_Instructions for the task_. Render the data below as a two-column CSV with the headers text and points. Each row should pair one text with its answer, with both fields quoted, line breaks turned into spaces, and the pictures left out.

[Photo-based point labeling data]
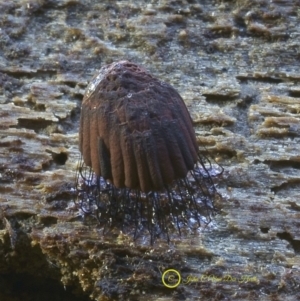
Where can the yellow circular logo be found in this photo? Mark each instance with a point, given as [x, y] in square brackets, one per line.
[171, 278]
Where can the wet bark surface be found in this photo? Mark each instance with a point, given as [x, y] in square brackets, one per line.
[235, 64]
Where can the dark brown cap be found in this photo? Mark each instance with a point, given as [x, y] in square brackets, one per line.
[135, 130]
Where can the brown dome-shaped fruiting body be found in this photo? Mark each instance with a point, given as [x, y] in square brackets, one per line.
[135, 130]
[141, 168]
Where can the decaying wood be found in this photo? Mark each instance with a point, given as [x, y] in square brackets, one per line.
[236, 65]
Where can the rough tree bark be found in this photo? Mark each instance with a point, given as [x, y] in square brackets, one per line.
[236, 65]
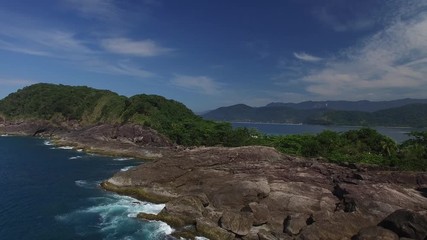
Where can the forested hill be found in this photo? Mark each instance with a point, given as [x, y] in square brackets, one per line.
[88, 106]
[411, 115]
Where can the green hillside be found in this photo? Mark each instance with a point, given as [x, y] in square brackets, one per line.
[411, 115]
[88, 106]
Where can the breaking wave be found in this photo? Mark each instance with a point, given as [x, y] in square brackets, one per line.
[114, 217]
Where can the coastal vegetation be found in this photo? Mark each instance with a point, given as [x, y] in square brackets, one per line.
[87, 106]
[399, 113]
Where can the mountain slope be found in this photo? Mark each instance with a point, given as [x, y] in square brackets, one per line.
[87, 106]
[414, 115]
[363, 105]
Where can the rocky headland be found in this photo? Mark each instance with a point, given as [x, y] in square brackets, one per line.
[251, 192]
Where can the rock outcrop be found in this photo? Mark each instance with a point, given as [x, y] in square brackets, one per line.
[131, 140]
[258, 193]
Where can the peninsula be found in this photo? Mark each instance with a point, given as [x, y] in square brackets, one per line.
[225, 183]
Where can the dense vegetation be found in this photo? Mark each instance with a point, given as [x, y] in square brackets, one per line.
[365, 145]
[59, 103]
[411, 115]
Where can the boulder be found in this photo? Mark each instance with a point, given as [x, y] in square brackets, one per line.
[189, 206]
[259, 211]
[265, 235]
[211, 230]
[406, 223]
[239, 223]
[375, 233]
[294, 223]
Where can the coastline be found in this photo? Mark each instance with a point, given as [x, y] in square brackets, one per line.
[246, 192]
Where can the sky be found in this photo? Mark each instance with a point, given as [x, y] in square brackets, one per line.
[212, 53]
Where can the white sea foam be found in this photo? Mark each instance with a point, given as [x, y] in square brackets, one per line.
[201, 238]
[113, 216]
[126, 168]
[65, 147]
[122, 159]
[86, 184]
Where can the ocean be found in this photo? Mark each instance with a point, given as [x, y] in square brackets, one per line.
[48, 192]
[53, 193]
[398, 134]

_Output of the exercise_.
text,points
"Where can the yellow circular logo be found in this photo? Mark each instance with a point, given as [x, y] in square brackets, one per line.","[171, 278]"
"Where can the wet bark surface be found in this photo? Mark each instance with a point, given as [x, y] in square brackets, one per line.","[235, 64]"
"Where can the dark brown cap be found in this photo? Mark each instance with a point, given as [x, y] in square brackets, one per line.","[135, 130]"
"Where can the brown dome-shaped fruiting body be found in this photo? Mark each instance with a point, given as [x, y] in square brackets, one per line.","[135, 130] [141, 168]"
"Where can the decaying wood be found in this photo? Mark each instance with a point, given as [x, y] in square brackets, one per line.","[236, 65]"
"Where can the rough tree bark be found in this photo? Mark each instance with a point, given as [x, y] in square brackets, one per line.","[236, 65]"
"Where can the forested hill be found in this photo? Mark each instance with a point, given as [x, y] in square brackets, one per line.","[88, 106] [411, 115]"
"Where can the green hillside be found in this photo? Mark each instance with a point, given as [x, y] in square brackets, one per line.","[411, 115] [88, 106]"
"Where can the breaking wave be found in this photo? Mark each instance with a point, given as [x, y] in square brackets, one per line.","[114, 217]"
"Where can the coastal vegetation be found in this photo? Mark each instance with a point, given as [x, y] in square brackets, one per line.","[87, 106] [399, 113]"
"Where can the mountain slope be found in this photo? Mark each instance with a point, given as [x, y] in square brackets, one per line.","[87, 106] [414, 115] [363, 105]"
"Where can the rocky headland be found in this photo? Mark each instance with a point, given as [x, y] in square brackets, one per line.","[251, 192]"
"Where can the rock outcrop be found in this photo? Mark each instance with a point, given as [x, y] in square brackets, one per line.","[131, 140] [258, 193]"
"Where can the peninsula be found in this photo? Mark each instance with a point, given as [x, y] in square brackets, one per line.","[225, 183]"
"Where can the dense vegetation be found in this photo? Mark each instance with a point, given as [x, y] in square brackets, one per line.","[365, 145] [59, 103] [411, 115]"
"Where can the boulder be found in this photo? Mark each instance with a point, given as [x, y] in square brackets, one per line.","[189, 206] [259, 211] [265, 235] [211, 230] [406, 223] [239, 223] [375, 233] [294, 223]"
"Where can the coastline be found in this photo? Mark each instance with a point, given as [x, y] in square brackets, one per line.","[246, 192]"
"Where can the sky be found in this photo? Mark each instance with a point, given as [x, y] in square brackets, one per line.","[212, 53]"
"Where can the white sea foam be found in this photo? Mark each instance with a point, given as [x, y] in square brackets, one per line.","[201, 238] [113, 216] [126, 168] [65, 147] [122, 159] [86, 184]"
"Where can the ocean be found in this photo? Mark each instance with a point, given as [x, y] in square brackets, one per line.","[48, 192] [53, 193] [398, 134]"